Testo di riferimento -
━━━━━━━━━━━━━━━━━━━━
Il caso Salvatore Proietto. Era detenuto e non poté abbracciare per l’ultima volta madre e moglie. Avv. Trisciuoglio: Violati i diritti umani. Adiremo la Corte Internazionale dei Diritti dell’Uomo.
di Nicola Trisciuoglio
Condannato a soli due anni, gli negarono visite e funerali.
Salvatore Proietto era stato condannato per il possesso di 72 grammi di marijuana.
Aveva richiesto un permesso di uscita per recarsi a vedere la madre morente.
Attese invano e in cella l’arrivo della scorta, ma ottenne l’uscita solo il 7 luglio 2018, quando oramai la madre era stata già stata tumulata.
Successivamente trasferito ai domiciliari, Salvatore Proietto sconta il resto della sua pena assieme alla compagna, e nel frattempo vede respinte le richieste di affidamento in prova e di permesso lavorativo.
Ad aprile 2019 la compagna di Salvatore viene ricoverata d’urgenza per problemi cardiaci, quindi in terapia intensiva al presentarsi di una serie di complicazioni, tra cui un’embolia polmonare. Salvatore presenta istanza di permesso di necessità, ai sensi dell’art. 30 O.P., al Magistrato di Sorveglianza, che non risponde nemmeno alle successive istanze.
La compagna di Proietto, dopo 22 giorni in ospedale, muore senza che Salvatore riesca ad ottenere il permesso di vederla un’ultima volta. Il giudice risponderà solo una settimana dopo la sua sepoltura all’istanza di permesso.
È un caso quello di Salvatore Proietto che sebbene a distanza di tempo non è possibile chiudere così nell’oblio senza risposte a ciò che determinò la Magistratura di Sorveglianza ad un simile comportamento, senza una Giustizia anche formale che riconosca la violazione dei diritti fondamentali di un uomo che null’altro desiderava se non abbracciare ancora una volta la madre e la sua compagna.
Sarà, pertanto, perseguita ogni responsabilità che ha cagionato a Salvatore Proietto un danno morale e psicologico giammai riparabile data l’ineluttabilità degli eventi luttuosi che lo hanno investito. Porteremo il caso dinanzi la Corte Internazionale dei Diritti dell’Uomo.
━━━━━━━━━━━━━━━━━━━━
Informazioni -
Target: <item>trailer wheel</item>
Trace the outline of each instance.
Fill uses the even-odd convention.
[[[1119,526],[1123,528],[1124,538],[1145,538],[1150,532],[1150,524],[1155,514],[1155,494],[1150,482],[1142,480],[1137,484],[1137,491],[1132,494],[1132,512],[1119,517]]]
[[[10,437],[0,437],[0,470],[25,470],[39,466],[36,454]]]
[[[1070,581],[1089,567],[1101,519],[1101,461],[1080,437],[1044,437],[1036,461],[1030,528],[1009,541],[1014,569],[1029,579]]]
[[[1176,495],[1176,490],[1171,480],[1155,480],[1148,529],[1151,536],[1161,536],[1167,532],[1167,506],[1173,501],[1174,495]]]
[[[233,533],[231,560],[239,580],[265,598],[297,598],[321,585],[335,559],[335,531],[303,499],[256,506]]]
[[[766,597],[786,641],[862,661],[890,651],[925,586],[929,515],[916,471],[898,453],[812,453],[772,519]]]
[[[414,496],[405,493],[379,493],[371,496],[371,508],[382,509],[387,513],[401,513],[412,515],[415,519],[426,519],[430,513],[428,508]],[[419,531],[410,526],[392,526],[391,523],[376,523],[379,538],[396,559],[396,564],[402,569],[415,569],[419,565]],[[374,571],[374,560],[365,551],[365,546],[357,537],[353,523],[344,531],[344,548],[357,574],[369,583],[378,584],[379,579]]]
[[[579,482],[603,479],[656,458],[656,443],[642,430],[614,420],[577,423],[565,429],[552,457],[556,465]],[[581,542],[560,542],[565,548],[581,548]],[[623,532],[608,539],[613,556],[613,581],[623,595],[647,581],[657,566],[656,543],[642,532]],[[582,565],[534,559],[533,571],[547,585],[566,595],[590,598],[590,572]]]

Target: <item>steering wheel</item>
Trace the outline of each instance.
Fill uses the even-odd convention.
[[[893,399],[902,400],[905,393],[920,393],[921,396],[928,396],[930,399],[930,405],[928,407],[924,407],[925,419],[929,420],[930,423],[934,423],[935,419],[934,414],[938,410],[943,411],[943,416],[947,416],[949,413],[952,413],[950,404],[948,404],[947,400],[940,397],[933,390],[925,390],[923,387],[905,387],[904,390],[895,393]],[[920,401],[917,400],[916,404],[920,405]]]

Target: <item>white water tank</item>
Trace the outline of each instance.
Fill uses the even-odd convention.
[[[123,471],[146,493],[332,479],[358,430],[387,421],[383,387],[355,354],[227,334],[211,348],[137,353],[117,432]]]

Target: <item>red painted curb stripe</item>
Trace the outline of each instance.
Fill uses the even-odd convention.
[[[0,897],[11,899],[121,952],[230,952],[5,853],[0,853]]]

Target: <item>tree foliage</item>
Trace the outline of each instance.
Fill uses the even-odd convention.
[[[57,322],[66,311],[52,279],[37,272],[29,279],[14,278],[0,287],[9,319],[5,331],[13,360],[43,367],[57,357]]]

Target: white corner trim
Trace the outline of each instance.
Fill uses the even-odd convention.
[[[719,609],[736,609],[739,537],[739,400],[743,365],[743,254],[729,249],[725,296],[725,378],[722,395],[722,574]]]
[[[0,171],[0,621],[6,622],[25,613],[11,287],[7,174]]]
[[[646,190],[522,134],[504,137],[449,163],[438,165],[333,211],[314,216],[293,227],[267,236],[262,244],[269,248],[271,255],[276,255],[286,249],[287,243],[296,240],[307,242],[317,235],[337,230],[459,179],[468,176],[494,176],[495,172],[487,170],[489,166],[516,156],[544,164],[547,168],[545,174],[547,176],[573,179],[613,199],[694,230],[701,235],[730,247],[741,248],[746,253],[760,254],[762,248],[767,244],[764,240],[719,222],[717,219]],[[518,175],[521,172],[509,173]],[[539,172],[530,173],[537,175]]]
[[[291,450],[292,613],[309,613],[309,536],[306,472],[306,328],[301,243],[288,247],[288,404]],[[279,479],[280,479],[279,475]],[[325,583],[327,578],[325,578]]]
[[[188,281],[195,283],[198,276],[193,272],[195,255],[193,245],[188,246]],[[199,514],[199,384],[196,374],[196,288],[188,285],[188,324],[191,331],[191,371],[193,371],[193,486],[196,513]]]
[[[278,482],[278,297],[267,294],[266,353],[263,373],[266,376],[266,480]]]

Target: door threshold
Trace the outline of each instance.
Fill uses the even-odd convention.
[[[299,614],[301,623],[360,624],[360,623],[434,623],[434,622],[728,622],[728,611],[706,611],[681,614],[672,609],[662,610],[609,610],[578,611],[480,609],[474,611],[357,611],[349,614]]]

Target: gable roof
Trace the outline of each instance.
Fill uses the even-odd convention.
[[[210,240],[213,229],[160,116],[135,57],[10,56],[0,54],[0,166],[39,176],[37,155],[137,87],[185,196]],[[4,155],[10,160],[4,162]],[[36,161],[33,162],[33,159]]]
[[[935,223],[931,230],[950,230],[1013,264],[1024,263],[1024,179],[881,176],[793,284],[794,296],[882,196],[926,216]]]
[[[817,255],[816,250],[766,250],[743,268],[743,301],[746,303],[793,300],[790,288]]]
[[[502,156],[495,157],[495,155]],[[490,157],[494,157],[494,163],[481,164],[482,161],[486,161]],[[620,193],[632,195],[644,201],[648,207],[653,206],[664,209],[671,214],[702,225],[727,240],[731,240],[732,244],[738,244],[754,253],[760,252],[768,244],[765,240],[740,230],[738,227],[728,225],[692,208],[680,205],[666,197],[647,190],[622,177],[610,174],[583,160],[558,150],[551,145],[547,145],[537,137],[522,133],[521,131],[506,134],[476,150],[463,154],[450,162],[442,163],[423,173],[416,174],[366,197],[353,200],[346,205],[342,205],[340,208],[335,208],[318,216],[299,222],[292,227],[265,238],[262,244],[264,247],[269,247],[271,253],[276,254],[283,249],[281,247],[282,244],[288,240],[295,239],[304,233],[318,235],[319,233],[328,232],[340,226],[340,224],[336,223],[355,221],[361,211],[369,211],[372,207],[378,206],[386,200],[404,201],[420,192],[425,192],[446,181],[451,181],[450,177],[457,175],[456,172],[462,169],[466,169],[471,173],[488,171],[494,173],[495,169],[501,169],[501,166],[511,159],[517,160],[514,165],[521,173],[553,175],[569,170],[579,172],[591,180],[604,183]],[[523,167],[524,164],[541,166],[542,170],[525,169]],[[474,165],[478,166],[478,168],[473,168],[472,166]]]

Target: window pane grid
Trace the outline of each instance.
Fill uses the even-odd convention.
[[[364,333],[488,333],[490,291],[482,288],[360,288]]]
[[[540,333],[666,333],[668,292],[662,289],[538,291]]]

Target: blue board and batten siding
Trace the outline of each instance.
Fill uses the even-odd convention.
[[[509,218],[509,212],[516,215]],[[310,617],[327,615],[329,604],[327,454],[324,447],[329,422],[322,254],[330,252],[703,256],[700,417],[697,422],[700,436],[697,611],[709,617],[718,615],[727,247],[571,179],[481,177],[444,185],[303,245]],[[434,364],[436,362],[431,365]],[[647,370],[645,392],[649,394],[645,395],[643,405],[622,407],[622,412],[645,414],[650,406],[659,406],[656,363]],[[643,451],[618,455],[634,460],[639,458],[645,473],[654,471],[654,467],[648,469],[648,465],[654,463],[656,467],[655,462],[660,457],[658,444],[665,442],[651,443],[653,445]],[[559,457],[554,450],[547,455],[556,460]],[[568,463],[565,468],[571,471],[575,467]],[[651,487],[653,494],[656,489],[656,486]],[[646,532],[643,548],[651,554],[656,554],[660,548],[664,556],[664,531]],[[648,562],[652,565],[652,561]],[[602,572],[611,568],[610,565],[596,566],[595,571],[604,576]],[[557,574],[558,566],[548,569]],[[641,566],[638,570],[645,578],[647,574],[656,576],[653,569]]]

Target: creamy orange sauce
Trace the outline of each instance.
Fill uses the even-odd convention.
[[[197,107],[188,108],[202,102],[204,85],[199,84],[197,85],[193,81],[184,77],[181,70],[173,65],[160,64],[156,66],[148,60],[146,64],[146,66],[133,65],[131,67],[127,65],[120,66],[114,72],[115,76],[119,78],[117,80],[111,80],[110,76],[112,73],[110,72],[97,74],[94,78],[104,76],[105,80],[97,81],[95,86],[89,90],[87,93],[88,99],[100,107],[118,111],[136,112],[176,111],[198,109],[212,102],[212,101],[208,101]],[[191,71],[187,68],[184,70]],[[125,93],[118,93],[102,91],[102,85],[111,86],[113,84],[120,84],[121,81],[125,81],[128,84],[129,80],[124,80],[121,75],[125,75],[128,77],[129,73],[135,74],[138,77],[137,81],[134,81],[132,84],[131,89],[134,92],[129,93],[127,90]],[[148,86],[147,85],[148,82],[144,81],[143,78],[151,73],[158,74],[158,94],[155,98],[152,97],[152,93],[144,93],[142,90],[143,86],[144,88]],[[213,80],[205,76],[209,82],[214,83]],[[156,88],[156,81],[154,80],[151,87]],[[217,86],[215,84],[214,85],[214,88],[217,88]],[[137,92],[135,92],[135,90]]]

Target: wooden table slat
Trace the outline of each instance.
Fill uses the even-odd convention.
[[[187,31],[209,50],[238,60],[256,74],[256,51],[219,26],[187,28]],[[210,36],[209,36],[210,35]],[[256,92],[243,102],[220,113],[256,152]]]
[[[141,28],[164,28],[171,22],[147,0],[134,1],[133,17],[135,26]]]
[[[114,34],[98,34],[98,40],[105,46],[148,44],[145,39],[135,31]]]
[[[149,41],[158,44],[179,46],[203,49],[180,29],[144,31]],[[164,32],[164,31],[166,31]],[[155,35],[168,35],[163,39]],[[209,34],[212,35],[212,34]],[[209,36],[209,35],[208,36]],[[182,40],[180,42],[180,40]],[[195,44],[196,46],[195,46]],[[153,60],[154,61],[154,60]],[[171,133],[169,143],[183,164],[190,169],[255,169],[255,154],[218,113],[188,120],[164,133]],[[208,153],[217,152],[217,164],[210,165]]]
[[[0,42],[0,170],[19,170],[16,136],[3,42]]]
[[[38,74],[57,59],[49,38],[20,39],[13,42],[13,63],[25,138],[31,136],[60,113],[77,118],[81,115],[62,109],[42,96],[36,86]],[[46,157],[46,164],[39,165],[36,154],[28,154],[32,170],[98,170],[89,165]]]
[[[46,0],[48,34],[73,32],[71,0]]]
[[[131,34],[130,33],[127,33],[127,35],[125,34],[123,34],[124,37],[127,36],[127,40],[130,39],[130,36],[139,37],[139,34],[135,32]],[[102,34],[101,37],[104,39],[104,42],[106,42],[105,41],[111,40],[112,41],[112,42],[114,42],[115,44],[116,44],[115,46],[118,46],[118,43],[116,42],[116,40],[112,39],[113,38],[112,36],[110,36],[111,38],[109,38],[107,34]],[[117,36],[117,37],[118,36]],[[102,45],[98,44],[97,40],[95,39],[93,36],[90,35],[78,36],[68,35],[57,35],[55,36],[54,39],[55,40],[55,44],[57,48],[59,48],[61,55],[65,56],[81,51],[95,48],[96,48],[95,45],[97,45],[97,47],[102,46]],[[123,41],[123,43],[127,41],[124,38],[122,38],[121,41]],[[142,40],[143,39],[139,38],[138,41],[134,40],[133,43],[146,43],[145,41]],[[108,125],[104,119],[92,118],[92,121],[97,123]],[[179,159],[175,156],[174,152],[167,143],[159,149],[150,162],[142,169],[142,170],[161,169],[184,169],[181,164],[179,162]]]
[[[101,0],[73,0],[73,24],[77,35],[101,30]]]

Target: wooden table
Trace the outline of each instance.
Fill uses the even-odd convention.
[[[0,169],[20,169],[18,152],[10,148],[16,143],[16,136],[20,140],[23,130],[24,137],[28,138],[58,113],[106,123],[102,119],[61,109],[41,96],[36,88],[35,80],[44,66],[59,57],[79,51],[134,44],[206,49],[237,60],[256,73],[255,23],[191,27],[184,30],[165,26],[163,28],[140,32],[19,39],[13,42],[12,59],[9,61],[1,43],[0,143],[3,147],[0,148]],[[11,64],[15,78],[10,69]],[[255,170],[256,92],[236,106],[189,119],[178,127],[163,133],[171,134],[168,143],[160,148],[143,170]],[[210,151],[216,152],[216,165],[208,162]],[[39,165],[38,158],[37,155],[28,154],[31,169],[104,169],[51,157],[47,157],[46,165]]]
━━━━━━━━━━━━━━━━━━━━
Compito 1 -
Secondo il testo di riferimento, quanti giorni è rimasta in ospedale la compagna di Salvatore Proietto prima di morire?
Compito 2 -
Traduci in inglese questa frase del testo di riferimento: «Salvatore Proietto era stato condannato per il possesso di 72 grammi di marijuana.»
Compito 3 -
Ricopia dal testo di riferimento tutto quello che va da «Il caso Salvatore» fino a «la madre morente.».
Le voci non servono per questo lavoro.

Risposta 1 -
22 giorni.

Risposta 2 -
Salvatore Proietto had been convicted of possessing 72 grams of marijuana.

Risposta 3 -
Il caso Salvatore Proietto. Era detenuto e non poté abbracciare per l’ultima volta madre e moglie. Avv. Trisciuoglio: Violati i diritti umani. Adiremo la Corte Internazionale dei Diritti dell’Uomo.
di Nicola Trisciuoglio
Condannato a soli due anni, gli negarono visite e funerali.
Salvatore Proietto era stato condannato per il possesso di 72 grammi di marijuana.
Aveva richiesto un permesso di uscita per recarsi a vedere la madre morente.